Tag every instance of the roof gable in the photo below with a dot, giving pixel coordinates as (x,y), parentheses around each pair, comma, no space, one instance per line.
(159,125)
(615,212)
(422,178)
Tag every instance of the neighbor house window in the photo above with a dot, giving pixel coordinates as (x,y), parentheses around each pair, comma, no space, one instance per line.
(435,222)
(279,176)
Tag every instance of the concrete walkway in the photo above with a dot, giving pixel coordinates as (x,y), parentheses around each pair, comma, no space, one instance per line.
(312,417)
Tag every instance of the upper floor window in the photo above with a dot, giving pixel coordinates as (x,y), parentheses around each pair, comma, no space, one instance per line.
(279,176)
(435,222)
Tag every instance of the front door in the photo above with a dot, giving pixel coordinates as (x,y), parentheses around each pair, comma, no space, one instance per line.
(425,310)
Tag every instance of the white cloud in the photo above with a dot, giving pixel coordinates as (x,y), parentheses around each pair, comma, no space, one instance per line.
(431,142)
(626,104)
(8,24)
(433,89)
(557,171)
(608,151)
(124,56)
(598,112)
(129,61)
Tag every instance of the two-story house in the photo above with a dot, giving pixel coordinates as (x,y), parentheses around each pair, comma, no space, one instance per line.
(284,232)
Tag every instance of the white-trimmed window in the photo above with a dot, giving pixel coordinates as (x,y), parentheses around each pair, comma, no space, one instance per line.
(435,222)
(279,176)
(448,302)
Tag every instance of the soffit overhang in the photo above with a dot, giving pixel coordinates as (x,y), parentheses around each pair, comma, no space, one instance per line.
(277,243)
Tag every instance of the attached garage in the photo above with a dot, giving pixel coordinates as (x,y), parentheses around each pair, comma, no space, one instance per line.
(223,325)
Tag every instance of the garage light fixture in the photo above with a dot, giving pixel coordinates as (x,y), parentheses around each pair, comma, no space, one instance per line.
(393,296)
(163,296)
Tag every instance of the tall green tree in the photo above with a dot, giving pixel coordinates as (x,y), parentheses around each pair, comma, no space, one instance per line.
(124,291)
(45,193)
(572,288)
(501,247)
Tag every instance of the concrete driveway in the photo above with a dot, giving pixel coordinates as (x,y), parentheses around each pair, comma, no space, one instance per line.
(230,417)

■ **Your instructions**
Restate the material word for word, leaving nothing out.

■ **Result for this task**
Tag every instance of the roof gable in the photo below with a dot, giving pixel coordinates as (x,y), parentheses around each pair, comma, no space, one instance per line.
(159,125)
(615,212)
(422,178)
Tag every instance of the neighbor house window in the photo above with a dot, giving pixel coordinates as (x,y), parentheses around each pair, comma, no space, one instance per line.
(435,222)
(279,176)
Tag every instance of the concrete walkway in the photo above with a dot, giving pixel coordinates as (x,y), parentheses around each pair, comma, no space, one instance per line.
(312,417)
Tag every instance of the upper floor window in the photo above with a dot, giving pixel coordinates as (x,y), parentheses around each pair, comma, no space, one instance per line.
(279,176)
(435,222)
Tag every instance of the front door in the photo above with a dot, giving pixel coordinates as (x,y), parentheses around each pair, comma, no space, one instance per line.
(425,310)
Tag every instance of the white cloud in the photo above with a dot, giving pixel coordinates as (x,y), parentheses around each pair, comma, no space, one instance per line.
(431,142)
(626,104)
(8,24)
(433,89)
(557,171)
(608,151)
(124,56)
(598,112)
(129,61)
Tag every instance of the two-story house in the photo above with a dot, giving pixel coordinates as (x,y), parentheses around each pair, comma, no space, one instance per line.
(284,232)
Tag every instance of the white-trimmed window in the photo above with a dot, giving pixel coordinates as (x,y), parentheses around each pair, comma, no space, one instance per line.
(435,222)
(279,176)
(448,302)
Tag every instance of the soffit overhang in the photo above with a dot, giving pixel coordinates as (x,y), parentheses around each pair, comma, no space, one instance per line.
(277,243)
Tag every instance of the attached garage in the photo above with a dot, giving pixel coordinates as (x,y), parentheses around each pair, comma, no space, one instance per line.
(223,325)
Tag every instance of the garage light fixture in the photo above with a dot, giving pixel coordinates as (x,y), parentheses around each pair, comma, no space, one instance per line.
(393,296)
(163,296)
Tag every instance of the tall green tree in the photo above with a dot, giving pixel coordinates as (x,y), parentheses around each pair, comma, no space, one instance per line.
(124,291)
(45,193)
(572,288)
(501,247)
Tag every instance of the concrete driveway in the photo above with a dot, giving pixel coordinates as (x,y), parentheses around each pair, comma, no space, one instance per line.
(230,417)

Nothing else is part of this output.